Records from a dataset
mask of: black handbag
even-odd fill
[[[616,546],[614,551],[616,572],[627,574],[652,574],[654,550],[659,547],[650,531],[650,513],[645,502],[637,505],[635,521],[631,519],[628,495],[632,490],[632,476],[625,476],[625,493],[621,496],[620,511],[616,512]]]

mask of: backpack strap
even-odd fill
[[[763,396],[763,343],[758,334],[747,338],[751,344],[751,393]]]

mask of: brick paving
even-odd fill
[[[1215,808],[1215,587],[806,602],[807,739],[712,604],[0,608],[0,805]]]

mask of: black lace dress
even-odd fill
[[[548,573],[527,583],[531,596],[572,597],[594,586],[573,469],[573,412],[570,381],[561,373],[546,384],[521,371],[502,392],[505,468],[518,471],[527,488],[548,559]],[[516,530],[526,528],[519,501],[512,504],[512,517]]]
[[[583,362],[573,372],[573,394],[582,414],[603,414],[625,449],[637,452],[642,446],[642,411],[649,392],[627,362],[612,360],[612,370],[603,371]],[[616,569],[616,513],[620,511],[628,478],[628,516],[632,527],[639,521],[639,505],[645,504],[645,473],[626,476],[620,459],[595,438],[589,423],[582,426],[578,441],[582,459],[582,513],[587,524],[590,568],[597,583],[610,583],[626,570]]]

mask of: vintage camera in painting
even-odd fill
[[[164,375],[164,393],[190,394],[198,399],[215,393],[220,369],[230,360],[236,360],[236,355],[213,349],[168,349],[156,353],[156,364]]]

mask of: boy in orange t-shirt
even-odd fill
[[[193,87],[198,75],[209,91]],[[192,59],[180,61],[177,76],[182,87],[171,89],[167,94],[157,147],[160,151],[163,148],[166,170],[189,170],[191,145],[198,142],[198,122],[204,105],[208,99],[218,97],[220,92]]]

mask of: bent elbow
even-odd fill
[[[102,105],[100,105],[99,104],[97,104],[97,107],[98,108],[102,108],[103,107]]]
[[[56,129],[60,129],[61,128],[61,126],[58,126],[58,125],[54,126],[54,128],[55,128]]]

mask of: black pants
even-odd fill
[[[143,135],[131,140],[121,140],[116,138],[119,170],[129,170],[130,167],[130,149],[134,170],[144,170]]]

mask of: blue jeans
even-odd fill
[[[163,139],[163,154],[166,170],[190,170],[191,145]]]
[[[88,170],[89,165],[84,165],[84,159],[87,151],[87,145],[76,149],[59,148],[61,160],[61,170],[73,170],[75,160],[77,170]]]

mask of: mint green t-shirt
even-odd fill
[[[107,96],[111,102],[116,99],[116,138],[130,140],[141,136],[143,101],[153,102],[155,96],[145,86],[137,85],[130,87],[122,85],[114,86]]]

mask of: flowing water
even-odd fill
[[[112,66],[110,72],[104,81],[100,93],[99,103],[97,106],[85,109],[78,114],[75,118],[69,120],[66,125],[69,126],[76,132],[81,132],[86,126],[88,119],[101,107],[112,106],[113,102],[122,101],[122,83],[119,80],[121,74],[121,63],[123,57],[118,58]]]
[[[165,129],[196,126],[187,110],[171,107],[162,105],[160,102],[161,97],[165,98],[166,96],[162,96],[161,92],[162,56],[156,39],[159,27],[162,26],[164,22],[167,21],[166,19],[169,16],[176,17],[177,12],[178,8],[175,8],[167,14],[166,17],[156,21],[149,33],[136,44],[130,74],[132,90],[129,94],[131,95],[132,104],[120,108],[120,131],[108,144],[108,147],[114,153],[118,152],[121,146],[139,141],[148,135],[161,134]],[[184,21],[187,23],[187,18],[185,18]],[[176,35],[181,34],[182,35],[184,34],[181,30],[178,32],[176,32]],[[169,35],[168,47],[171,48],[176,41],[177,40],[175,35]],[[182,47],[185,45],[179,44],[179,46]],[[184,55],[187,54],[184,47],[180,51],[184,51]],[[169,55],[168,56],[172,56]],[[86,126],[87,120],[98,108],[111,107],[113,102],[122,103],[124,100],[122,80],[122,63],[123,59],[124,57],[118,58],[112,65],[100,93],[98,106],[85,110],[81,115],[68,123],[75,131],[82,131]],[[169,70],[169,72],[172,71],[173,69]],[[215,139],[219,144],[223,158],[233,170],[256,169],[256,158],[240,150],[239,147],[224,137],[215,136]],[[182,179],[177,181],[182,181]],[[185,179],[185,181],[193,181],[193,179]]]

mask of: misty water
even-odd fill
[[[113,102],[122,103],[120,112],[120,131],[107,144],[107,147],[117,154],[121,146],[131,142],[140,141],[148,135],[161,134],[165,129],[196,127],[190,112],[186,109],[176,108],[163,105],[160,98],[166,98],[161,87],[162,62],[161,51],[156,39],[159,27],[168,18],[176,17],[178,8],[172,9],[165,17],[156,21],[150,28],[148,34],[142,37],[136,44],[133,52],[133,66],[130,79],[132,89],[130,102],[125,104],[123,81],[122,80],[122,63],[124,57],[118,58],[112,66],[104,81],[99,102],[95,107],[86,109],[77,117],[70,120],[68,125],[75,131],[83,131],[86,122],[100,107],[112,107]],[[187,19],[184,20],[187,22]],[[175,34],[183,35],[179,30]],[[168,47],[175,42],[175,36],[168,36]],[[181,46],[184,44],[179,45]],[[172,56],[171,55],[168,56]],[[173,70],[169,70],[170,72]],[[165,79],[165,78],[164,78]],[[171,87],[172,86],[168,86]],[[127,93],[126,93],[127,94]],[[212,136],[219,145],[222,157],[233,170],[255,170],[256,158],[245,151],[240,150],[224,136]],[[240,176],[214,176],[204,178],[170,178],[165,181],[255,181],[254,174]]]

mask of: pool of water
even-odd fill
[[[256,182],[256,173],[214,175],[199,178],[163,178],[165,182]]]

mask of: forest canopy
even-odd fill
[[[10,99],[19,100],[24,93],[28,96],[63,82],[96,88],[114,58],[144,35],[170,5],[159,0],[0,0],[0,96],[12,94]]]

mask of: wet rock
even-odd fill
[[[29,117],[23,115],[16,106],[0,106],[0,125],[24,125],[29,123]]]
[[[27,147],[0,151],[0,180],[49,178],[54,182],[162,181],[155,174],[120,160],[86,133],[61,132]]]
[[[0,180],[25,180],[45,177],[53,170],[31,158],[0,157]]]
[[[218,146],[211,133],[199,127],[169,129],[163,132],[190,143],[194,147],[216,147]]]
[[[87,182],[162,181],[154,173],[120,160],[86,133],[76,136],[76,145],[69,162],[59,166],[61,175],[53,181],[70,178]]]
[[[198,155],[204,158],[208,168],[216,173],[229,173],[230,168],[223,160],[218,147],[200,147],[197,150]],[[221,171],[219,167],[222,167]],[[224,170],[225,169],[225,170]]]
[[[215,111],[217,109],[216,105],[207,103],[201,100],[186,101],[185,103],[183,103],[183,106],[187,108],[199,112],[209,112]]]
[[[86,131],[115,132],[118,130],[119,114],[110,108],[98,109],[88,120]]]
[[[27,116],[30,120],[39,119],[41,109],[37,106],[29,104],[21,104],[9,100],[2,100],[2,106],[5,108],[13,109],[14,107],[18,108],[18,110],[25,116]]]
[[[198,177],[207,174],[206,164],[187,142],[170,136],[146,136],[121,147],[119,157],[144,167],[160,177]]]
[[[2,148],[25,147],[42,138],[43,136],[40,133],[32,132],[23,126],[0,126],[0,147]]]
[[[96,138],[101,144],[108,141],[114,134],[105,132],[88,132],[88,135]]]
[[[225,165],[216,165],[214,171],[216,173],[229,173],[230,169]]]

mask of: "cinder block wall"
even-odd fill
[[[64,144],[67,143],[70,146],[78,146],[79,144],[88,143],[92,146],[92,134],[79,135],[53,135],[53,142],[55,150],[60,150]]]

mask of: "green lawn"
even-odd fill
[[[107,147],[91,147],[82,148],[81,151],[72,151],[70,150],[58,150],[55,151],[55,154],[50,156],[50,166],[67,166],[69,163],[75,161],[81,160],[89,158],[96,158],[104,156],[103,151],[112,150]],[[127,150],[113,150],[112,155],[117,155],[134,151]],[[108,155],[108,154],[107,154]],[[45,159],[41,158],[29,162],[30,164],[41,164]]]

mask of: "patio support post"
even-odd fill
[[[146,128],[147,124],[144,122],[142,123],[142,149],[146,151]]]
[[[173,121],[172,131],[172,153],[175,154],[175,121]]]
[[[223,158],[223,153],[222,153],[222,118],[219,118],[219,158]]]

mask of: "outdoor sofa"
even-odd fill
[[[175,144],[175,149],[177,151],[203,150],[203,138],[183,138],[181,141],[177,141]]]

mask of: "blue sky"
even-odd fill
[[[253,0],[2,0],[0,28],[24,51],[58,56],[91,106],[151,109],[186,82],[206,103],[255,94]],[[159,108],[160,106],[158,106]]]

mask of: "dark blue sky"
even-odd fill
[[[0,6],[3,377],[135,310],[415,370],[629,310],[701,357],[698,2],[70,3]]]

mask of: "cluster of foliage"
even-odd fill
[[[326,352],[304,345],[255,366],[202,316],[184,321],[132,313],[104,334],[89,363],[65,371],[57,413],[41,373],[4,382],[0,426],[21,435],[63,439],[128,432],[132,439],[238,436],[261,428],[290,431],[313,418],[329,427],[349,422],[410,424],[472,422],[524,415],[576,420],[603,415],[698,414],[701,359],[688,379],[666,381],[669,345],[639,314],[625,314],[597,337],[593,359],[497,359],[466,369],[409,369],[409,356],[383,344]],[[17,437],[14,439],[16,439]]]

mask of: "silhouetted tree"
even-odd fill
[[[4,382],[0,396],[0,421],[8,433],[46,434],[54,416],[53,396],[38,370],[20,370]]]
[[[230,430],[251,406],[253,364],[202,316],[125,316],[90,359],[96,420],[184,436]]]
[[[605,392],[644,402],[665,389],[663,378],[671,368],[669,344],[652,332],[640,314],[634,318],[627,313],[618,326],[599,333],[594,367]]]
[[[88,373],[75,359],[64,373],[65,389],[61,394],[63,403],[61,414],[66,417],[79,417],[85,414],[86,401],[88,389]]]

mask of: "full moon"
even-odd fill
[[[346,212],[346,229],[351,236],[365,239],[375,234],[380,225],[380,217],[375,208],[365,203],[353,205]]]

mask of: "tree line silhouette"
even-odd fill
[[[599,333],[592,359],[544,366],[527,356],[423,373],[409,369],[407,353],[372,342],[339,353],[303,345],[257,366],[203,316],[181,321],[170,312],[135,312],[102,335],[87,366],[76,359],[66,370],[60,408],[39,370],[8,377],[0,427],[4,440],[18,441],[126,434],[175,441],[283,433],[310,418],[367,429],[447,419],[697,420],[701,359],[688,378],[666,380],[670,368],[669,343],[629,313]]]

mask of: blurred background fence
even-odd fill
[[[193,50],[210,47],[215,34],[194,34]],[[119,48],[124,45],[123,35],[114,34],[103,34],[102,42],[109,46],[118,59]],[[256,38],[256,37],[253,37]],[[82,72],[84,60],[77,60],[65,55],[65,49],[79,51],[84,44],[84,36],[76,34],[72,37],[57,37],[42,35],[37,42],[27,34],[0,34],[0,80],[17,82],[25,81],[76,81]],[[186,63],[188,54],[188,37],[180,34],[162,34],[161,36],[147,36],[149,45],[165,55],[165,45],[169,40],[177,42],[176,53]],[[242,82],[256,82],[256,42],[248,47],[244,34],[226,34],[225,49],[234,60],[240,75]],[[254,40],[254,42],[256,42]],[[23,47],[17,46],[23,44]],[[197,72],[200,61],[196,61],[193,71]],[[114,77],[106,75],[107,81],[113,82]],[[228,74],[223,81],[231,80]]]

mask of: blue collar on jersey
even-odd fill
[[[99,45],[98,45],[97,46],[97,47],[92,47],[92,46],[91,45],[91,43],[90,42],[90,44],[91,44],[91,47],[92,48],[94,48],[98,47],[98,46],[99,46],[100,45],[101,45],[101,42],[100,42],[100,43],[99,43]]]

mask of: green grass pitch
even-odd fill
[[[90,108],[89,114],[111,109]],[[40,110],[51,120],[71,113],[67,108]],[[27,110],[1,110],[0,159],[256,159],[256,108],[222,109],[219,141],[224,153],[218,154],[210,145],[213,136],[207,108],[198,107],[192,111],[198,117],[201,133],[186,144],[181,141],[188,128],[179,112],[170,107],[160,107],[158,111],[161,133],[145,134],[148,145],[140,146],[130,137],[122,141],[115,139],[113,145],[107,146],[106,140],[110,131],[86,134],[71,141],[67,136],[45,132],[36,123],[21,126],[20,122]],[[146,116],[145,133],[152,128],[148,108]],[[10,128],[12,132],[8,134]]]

• [Exercise brief]: Locate each line in the items above that contains the word "blue", and copy those lines.

• [Complete output]:
mask of: blue jeans
mask of: "blue sky"
mask of: "dark blue sky"
mask of: blue collar on jersey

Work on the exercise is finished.